** SOURCE EXTRACT **
+--

Health News of Tuesday, 7 May 2019

Source: rainbowradioonline.com

Ghana won’t be used for malaria vaccine trial - GHS

Director-General (DG) of the GHS, Dr. Anthony Nsiah-Asare Director-General (DG) of the GHS, Dr. Anthony Nsiah-Asare

Ghana is not going to be used for the malaria vaccine trial as is being speculated by anti-vaccine campaigners, the Ghana Health Service has said.

The service says Ghana was rather undertaking a three-year malaria vaccine implementation pilot, together with Malawi and Kenya.

The Director-General (DG) of the GHS, Dr. Anthony Nsiah-Asare, in a telephone interview with Daily Graphic, rubbished the claims made by a group of campaigners on social media.

He said a vaccine trial was a clinical trial that aimed at establishing the safety and efficacy of a vaccine prior to it being licensed.

However, he said, the RTS, S vaccine being used in the country had already undergone Phases I, II and III clinical trials and had been licensed by the WHO and approved by Ghana’s Food and Drugs Authority (FDA) for use in Ghana.

He said the Phase I trial was done 20 years ago among some United States Army volunteers to establish the safety of the vaccine, saying currently, the volunteers were still in healthy conditions.

The Phases II and III clinical trials, he said, were also done in 11 research sites in seven African countries, including Ghana at the Kintampo and Agogo research centers, with the phase III ending in 2014 after which the vaccine had since been licensed.

Introduction of vaccine

The DG of the GHS said currently, what was being done was the introduction of the vaccine in Ghana, Malawi, and Kenya in phases.

In Ghana, the vaccine, which was introduced on May 1, 2019, was being implemented in the Bono, Ahafo, Bono East, Volta, Oti, and Central regions, where, according to Dr. Nsiah-Asare, malaria was endemic.

The first batch of the vaccines, constituting 400,000 doses, had been delivered to Ghana by the WHO for the start of the three-year pilot.

The vaccine acts against Plasmodium falciparum, the most deadly malaria parasite in the world and the most prevalent in Africa.

+--

** DATASET RECORDS **
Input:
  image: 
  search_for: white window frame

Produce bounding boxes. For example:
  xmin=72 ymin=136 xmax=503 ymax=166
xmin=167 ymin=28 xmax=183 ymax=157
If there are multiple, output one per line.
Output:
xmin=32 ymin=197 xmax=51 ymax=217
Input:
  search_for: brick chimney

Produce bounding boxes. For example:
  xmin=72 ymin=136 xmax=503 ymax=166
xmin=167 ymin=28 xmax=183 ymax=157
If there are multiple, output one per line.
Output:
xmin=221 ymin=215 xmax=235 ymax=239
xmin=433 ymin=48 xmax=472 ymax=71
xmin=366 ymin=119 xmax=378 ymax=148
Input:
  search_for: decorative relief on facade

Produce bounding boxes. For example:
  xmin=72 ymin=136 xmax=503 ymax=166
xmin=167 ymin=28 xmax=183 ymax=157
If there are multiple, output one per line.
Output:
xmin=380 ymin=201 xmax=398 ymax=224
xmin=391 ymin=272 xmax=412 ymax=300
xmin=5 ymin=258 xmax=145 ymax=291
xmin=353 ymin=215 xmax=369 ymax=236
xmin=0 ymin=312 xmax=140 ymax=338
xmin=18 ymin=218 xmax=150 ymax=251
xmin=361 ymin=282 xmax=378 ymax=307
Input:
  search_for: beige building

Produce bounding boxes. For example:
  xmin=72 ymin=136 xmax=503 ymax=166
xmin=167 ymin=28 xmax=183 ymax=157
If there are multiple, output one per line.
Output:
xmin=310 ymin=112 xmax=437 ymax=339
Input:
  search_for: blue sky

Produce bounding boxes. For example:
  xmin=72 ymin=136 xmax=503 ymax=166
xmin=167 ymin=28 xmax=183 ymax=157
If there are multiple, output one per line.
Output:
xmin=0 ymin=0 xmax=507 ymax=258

+--

** ASSIGNMENT 1 **
In the malaria vaccine article, how many doses made up the first batch of vaccines that the WHO delivered to Ghana?
** ASSIGNMENT 2 **
Carry on the malaria vaccine article from its final sentence.

** TASK OUTPUT 1 **
400,000 doses.

** TASK OUTPUT 2 **
Dr. Nsiah-Asare said after the piloting of the vaccine over a period of time, it would be evaluated for use as a complementary malaria control tool that could be added to, but would not replace the core package of WHO-recommended preventive, diagnostic and treatment measures such as the use of bed-nets and insecticides.

He said due to the negative work of the social media anti-vaccine campaigners, the USA, particularly Brooklyn, was battling with the outbreak of measles as some parents were deceived into not vaccinating their children.

Ghana, he said, eradicated measles because of vaccines, as scores of children died needlessly at major hospitals in the 1970s and 1980s because of measles “but no death has been recorded in Ghana in the last 15 years all thanks to vaccines”.

He said in Ghana today, children were protected against over 13 deadly childhood diseases, including diphtheria, measles, poliomyelitis and diarrhea, all because of vaccines.

He advised that immunization was the best solution to childhood survival against killer diseases such as malaria, measles, and polio, adding that no parent should deny their child the right to live by listening to these anti-vaccine campaigners.

Dr. Nsiah-Asare said children under five, who had low immune systems, would die needlessly if nothing was done through immunization to save their lives.

Results of the phase III RTS, S trial

The Phase III trial, conducted from 2009 to 2014, enrolled approximately 15,000 young children and infants in seven sub-Saharan African countries, including Ghana.

The results were that among children aged five to 17 months who received four doses of RTS, S, approximately four in 10, that is 39 percent of cases of malaria, were prevented and about three in 10, that is 29 percent cases of severe malaria, were also reduced.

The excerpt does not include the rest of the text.